Records drawn from a collection
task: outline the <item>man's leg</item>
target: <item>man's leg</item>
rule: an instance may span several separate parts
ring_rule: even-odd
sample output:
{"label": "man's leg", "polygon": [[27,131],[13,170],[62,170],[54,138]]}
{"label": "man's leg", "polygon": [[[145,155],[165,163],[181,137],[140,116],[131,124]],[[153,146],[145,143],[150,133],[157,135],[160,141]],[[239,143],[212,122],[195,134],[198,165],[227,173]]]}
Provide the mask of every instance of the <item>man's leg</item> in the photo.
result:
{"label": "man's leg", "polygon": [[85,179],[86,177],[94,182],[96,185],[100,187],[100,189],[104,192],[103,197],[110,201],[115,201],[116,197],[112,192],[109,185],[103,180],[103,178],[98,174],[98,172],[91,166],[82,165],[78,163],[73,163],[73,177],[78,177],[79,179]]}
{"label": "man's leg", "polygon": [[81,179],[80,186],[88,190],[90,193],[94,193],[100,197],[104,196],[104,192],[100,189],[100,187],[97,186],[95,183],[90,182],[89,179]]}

---

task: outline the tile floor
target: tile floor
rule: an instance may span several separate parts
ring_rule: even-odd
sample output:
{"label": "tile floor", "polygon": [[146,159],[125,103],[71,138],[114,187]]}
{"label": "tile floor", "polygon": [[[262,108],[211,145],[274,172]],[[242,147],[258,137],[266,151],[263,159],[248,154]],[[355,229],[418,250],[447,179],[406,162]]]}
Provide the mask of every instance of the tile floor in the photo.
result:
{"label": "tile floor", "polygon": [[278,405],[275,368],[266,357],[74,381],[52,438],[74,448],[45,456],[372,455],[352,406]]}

WHAT IS NEEDED
Identify every line above that contains the string "target", and copy each such line in full.

FINAL ANSWER
target: <item>man's leg</item>
target: tile floor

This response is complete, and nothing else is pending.